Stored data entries
____________________

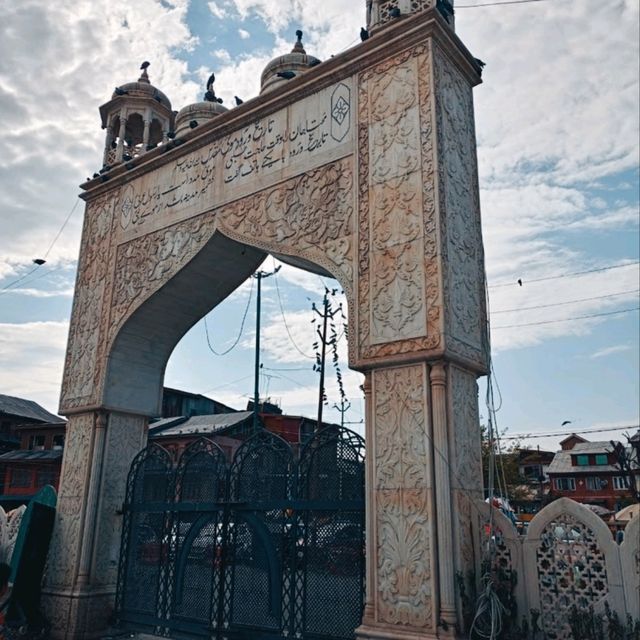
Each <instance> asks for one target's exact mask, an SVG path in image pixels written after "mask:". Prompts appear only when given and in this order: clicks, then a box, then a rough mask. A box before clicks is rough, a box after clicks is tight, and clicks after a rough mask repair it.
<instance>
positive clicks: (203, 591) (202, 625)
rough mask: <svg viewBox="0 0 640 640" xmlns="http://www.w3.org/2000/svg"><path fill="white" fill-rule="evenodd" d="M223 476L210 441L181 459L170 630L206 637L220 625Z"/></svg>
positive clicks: (201, 440) (223, 540)
mask: <svg viewBox="0 0 640 640" xmlns="http://www.w3.org/2000/svg"><path fill="white" fill-rule="evenodd" d="M227 476H228V469H227V463H226V460H225V457H224V453H223V452H222V450H221V449H220V448H219V447H218V446H217V445H216V444H215V443H213V442H211V441H210V440H207V439H205V438H202V439H200V440H197V441H196V442H195V443H193V444H192V445H190V446H189V447H187V449H185V451H184V452H183V454H182V456H181V457H180V461H179V463H178V467H177V470H176V500H177V502H176V504H175V506H174V511H173V513H174V516H173V522H172V529H171V539H172V541H173V543H174V546H175V551H174V553H175V559H174V562H173V565H174V566H175V569H174V570H173V571H172V572H171V573H170V575H171V584H170V586H169V590H170V592H171V594H172V597H171V607H170V620H171V628H173V629H178V630H179V629H182V630H188V631H191V632H193V633H198V634H202V635H209V634H210V633H211V632H212V631H214V630H216V629H217V628H218V627H219V625H220V621H219V609H220V606H219V602H220V598H221V588H220V587H221V583H222V564H223V558H222V555H223V549H224V548H225V545H226V541H225V539H224V537H225V529H226V524H225V508H226V503H227Z"/></svg>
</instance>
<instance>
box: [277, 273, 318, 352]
mask: <svg viewBox="0 0 640 640" xmlns="http://www.w3.org/2000/svg"><path fill="white" fill-rule="evenodd" d="M274 264H275V261H274ZM273 280H274V282H275V283H276V293H277V294H278V305H279V306H280V313H281V314H282V322H283V323H284V328H285V330H286V332H287V335H288V336H289V341H290V342H291V344H292V345H293V346H294V348H295V350H296V351H297V352H298V353H299V354H300V355H301V356H303V357H305V358H307V359H308V360H315V356H310V355H309V354H308V353H305V352H304V351H303V350H302V349H301V348H300V347H299V346H298V345H297V344H296V341H295V340H294V339H293V336H292V335H291V331H290V330H289V325H288V324H287V318H286V316H285V314H284V306H283V304H282V297H281V296H280V286H279V285H278V276H277V275H276V276H275V278H274V279H273Z"/></svg>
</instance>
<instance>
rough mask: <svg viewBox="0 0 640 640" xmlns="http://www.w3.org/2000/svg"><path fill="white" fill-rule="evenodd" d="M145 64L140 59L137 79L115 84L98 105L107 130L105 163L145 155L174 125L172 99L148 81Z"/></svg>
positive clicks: (146, 65) (102, 124) (110, 163)
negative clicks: (120, 85)
mask: <svg viewBox="0 0 640 640" xmlns="http://www.w3.org/2000/svg"><path fill="white" fill-rule="evenodd" d="M148 67H149V63H148V62H143V63H142V65H141V66H140V69H142V74H141V75H140V77H139V78H138V81H137V82H128V83H127V84H123V85H121V86H119V87H116V88H115V90H114V92H113V95H112V96H111V100H109V102H107V103H106V104H103V105H102V106H101V107H100V116H101V118H102V128H103V129H106V130H107V136H106V140H105V151H104V160H103V162H104V166H106V167H111V166H113V165H114V164H117V163H120V162H123V161H125V162H127V161H130V160H133V159H134V158H137V157H138V156H141V155H144V154H145V153H146V152H147V151H149V150H150V149H153V148H154V147H156V146H158V145H159V144H162V143H163V142H165V141H166V140H167V135H168V133H169V132H170V131H171V129H172V128H173V112H172V111H171V102H170V101H169V98H167V96H166V95H165V94H164V93H162V91H160V90H159V89H156V88H155V87H154V86H153V85H152V84H151V83H150V82H149V75H148V73H147V68H148Z"/></svg>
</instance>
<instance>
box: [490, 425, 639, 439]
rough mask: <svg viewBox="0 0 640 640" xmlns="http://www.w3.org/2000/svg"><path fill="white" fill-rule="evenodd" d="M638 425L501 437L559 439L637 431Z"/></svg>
mask: <svg viewBox="0 0 640 640" xmlns="http://www.w3.org/2000/svg"><path fill="white" fill-rule="evenodd" d="M638 428H640V427H638V425H627V426H626V427H606V428H605V427H601V428H600V427H599V428H597V429H580V430H575V429H574V430H573V431H554V432H553V433H514V434H513V435H509V436H502V439H503V440H528V439H529V438H554V437H557V438H559V437H560V436H570V435H571V434H576V435H579V434H581V433H605V432H607V431H625V430H633V429H638Z"/></svg>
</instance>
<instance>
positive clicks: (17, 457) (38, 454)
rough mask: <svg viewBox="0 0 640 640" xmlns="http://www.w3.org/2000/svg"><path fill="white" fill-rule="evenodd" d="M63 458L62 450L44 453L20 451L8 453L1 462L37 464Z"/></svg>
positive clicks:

____________________

■ **YOUR GOAL**:
Print verbatim every line above, apart from the pictures.

■ **SOLUTION**:
Each <instance> asks for one target's exact mask, an SVG path in image pixels written after "mask:". Prompts appear only when given and in this order: clicks, then a box, then a rough mask. A box before clicks is rough, a box after clicks is tight, and clicks after a rough mask repair it.
<instance>
positive clicks: (203, 591) (202, 625)
rough mask: <svg viewBox="0 0 640 640" xmlns="http://www.w3.org/2000/svg"><path fill="white" fill-rule="evenodd" d="M223 476L210 441L181 459L170 630L206 637L220 625Z"/></svg>
positive clicks: (201, 440) (223, 540)
mask: <svg viewBox="0 0 640 640" xmlns="http://www.w3.org/2000/svg"><path fill="white" fill-rule="evenodd" d="M227 476H228V469H227V463H226V460H225V457H224V453H223V452H222V450H221V449H220V448H219V447H218V446H217V445H216V444H215V443H213V442H211V441H210V440H207V439H205V438H202V439H200V440H197V441H196V442H195V443H193V444H192V445H190V446H189V447H187V449H185V451H184V452H183V454H182V456H181V457H180V461H179V463H178V467H177V470H176V500H177V502H176V504H175V506H174V511H173V513H174V516H173V522H172V529H171V539H172V541H173V543H174V546H175V551H174V553H175V559H174V562H173V565H174V566H175V569H174V570H173V571H172V572H171V573H170V575H171V584H170V586H169V590H170V592H171V594H172V597H171V607H170V620H171V628H173V629H178V630H179V629H182V630H188V631H191V632H193V633H198V634H202V635H209V634H210V633H211V632H212V631H214V630H216V629H217V628H218V627H219V625H220V621H219V609H220V606H219V602H220V598H221V588H220V587H221V583H222V564H223V558H222V555H223V549H224V548H225V545H226V541H225V539H224V537H225V529H226V524H225V508H226V503H227Z"/></svg>
</instance>
<instance>
box: [277, 273, 318, 352]
mask: <svg viewBox="0 0 640 640" xmlns="http://www.w3.org/2000/svg"><path fill="white" fill-rule="evenodd" d="M274 264H275V261H274ZM273 280H274V282H275V283H276V293H277V294H278V305H279V306H280V313H281V314H282V322H283V323H284V328H285V330H286V332H287V335H288V336H289V341H290V342H291V344H292V345H293V346H294V348H295V350H296V351H297V352H298V353H299V354H300V355H301V356H303V357H305V358H307V359H308V360H315V356H310V355H309V354H308V353H305V352H304V351H303V350H302V349H301V348H300V347H299V346H298V345H297V344H296V341H295V340H294V339H293V336H292V335H291V331H290V330H289V325H288V324H287V318H286V316H285V314H284V306H283V304H282V297H281V296H280V286H279V285H278V276H277V275H276V276H275V278H274V279H273Z"/></svg>
</instance>
<instance>
rough mask: <svg viewBox="0 0 640 640" xmlns="http://www.w3.org/2000/svg"><path fill="white" fill-rule="evenodd" d="M145 64L140 59L137 79L115 84L98 105L107 130L105 163L145 155L174 125L172 99L148 81Z"/></svg>
positive clicks: (146, 65) (102, 124) (110, 163)
negative clicks: (120, 85)
mask: <svg viewBox="0 0 640 640" xmlns="http://www.w3.org/2000/svg"><path fill="white" fill-rule="evenodd" d="M148 67H149V63H148V62H143V63H142V65H141V66H140V69H142V74H141V75H140V77H139V78H138V81H137V82H128V83H127V84H123V85H121V86H119V87H116V88H115V90H114V92H113V95H112V96H111V100H109V102H107V103H106V104H103V105H102V106H101V107H100V116H101V118H102V128H103V129H106V130H107V136H106V140H105V151H104V160H103V162H104V166H106V167H111V166H113V165H114V164H117V163H120V162H123V161H125V162H127V161H130V160H133V159H134V158H137V157H138V156H141V155H144V154H145V153H146V152H147V151H149V150H150V149H153V148H154V147H156V146H158V145H159V144H162V143H163V142H165V141H166V140H167V135H168V133H169V132H170V131H171V129H172V128H173V112H172V111H171V102H170V101H169V98H167V96H166V95H165V94H164V93H162V91H160V90H159V89H156V88H155V87H154V86H153V85H152V84H151V83H150V82H149V75H148V73H147V68H148Z"/></svg>
</instance>
<instance>
box: [490, 425, 639, 439]
rough mask: <svg viewBox="0 0 640 640" xmlns="http://www.w3.org/2000/svg"><path fill="white" fill-rule="evenodd" d="M638 425L501 437L559 439L637 431Z"/></svg>
mask: <svg viewBox="0 0 640 640" xmlns="http://www.w3.org/2000/svg"><path fill="white" fill-rule="evenodd" d="M638 428H640V427H638V425H627V426H626V427H606V428H605V427H601V428H600V427H599V428H597V429H580V430H575V429H574V430H573V431H554V432H553V433H514V434H513V435H509V436H502V439H503V440H528V439H529V438H554V437H557V438H559V437H560V436H570V435H571V434H576V435H579V434H581V433H605V432H607V431H625V430H633V429H638Z"/></svg>
</instance>
<instance>
positive clicks: (17, 457) (38, 454)
rough mask: <svg viewBox="0 0 640 640" xmlns="http://www.w3.org/2000/svg"><path fill="white" fill-rule="evenodd" d="M63 458L62 450L44 453L20 451L8 453L1 462L37 464Z"/></svg>
positive clicks:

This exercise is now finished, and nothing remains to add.